#### Document excerpt:
+ + + +

Installation view from “Mitsuko Brooks: Letters Mingle Souls” on view at the Brattleboro Museum & Art Center.
Courtesy photo
Installation view from “Mitsuko Brooks: Letters Mingle Souls” on view at the Brattleboro Museum & Art Center.
Arts

BMAC, Brattleboro Area Hospice host workshop on writing to lost loved ones

BRATTLEBORO — On Saturday, April 29, at 2 p.m., staff of the Brattleboro Museum & Art Center (BMAC) and Brattleboro Area Hospice will lead a workshop presented in connection with the exhibition “Mitsuko Brooks: Letters Mingle Souls,” at the BMAC, in which participants will create mail art or a letter to a loved one who has passed on, .

Brooks is a Brooklyn-based artist and archivist. Her mixed-media collages and sculptures address issues of mental health.

Brooks collaborates with suicide-loss survivors and asks them to express “lingering thoughts, emotions, and feelings” that they wish they could share with their lost loved ones. She then incorporates their words and sentiments in collage compositions layered upon reclaimed boards, postcards, and book covers.

The resulting works of art evoke the power of everyday objects to carry personal memories and messages.

In her essay for the BMAC exhibition, Brooks speaks of her engagement with a model of clinical psychology that considers four factors involved in a patient's healing: the biological, psychological, social, and spiritual. The spiritual is especially important to Brooks, and she writes: “I reference the spiritual in my new mail art ... in hopes of bringing peace to the survivors and of connecting with the other realm.”

Brooks engages with the longstanding tradition of mail art, using the art form to address highly personal mental health concerns and to foster not just material but also spiritual connections.

+ + + +

#### What to do:
- a) Copy the article on the letter-writing workshop word for word, starting with "Courtesy photo" and going on through "of mental health.".
- b) Please take the article on the letter-writing workshop further, picking up right after its final sentence.

[Object grounding data in natural language]
+ + + +

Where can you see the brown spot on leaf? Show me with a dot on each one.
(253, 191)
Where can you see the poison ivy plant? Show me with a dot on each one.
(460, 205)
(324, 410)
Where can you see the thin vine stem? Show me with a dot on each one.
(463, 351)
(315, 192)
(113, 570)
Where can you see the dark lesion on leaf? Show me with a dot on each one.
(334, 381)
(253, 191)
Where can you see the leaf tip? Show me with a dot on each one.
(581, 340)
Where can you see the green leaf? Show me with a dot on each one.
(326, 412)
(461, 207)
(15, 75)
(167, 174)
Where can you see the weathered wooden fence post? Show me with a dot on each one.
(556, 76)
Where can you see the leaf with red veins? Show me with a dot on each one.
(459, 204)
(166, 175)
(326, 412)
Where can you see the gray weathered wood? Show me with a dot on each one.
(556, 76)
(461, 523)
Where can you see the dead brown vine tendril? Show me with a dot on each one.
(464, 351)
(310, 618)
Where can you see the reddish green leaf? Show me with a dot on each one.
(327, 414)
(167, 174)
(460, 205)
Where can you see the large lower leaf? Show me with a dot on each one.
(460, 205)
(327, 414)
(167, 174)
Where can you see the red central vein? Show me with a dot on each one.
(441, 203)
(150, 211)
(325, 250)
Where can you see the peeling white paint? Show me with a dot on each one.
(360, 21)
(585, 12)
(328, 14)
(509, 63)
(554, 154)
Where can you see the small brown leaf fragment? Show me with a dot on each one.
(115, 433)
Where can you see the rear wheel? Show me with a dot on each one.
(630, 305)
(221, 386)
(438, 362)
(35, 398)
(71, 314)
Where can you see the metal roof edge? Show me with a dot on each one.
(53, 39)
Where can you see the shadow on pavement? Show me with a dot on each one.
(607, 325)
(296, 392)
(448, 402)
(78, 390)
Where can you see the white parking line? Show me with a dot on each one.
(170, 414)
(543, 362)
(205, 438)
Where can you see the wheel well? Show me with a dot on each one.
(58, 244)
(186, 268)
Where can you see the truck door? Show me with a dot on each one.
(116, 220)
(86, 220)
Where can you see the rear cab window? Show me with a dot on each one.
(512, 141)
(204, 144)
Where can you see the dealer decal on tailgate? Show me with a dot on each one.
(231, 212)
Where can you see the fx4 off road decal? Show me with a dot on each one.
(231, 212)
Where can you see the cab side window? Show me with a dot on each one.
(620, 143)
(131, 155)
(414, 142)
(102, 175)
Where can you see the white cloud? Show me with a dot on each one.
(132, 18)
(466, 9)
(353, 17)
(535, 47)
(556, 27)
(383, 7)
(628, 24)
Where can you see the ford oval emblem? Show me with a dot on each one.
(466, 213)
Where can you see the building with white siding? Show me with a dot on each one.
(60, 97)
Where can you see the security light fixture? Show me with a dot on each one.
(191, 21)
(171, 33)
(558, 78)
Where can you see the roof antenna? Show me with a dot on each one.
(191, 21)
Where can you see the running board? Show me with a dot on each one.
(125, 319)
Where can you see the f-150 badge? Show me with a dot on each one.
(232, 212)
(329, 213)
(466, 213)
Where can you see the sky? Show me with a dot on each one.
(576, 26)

+ + + +

#### Solved tasks:
- a)
Courtesy photo
Installation view from “Mitsuko Brooks: Letters Mingle Souls” on view at the Brattleboro Museum & Art Center.
Arts

BMAC, Brattleboro Area Hospice host workshop on writing to lost loved ones

BRATTLEBORO — On Saturday, April 29, at 2 p.m., staff of the Brattleboro Museum & Art Center (BMAC) and Brattleboro Area Hospice will lead a workshop presented in connection with the exhibition “Mitsuko Brooks: Letters Mingle Souls,” at the BMAC, in which participants will create mail art or a letter to a loved one who has passed on, .

Brooks is a Brooklyn-based artist and archivist. Her mixed-media collages and sculptures address issues of mental health.

- b)
“By sending mail-art pieces back to the deceased, Brooks emphasizes correspondence that moves beyond conventional forms of communication and into the spiritual realm,” curator David Rios Ferreira writes in an essay accompanying the BMAC exhibition.

Brooks is of mixed settler Japanese and European descent. She was born on Misawa Air Base, Japan. Her work has been exhibited at The San Francisco Art Institute, California College of Arts, and SOMArts, among others, and her zines, artist books, and mail art collages are in permanent collections at the Smithsonian's Archive of American Art, Canada's Artexte Information Centre, the Asian American Arts Centre, and The Los Angeles Contemporary Archive.

She received her Master of Fine Arts in painting and drawing from UCLA, her bachelor's from Cooper Union, and her Master of Library and Information Science and Certificate in Archives and Preservation of Cultural Materials from CUNY Queens College.

This in-person event is free, and walk-ins are welcome. Optional registration is available in advance at brattleboromuseum.org.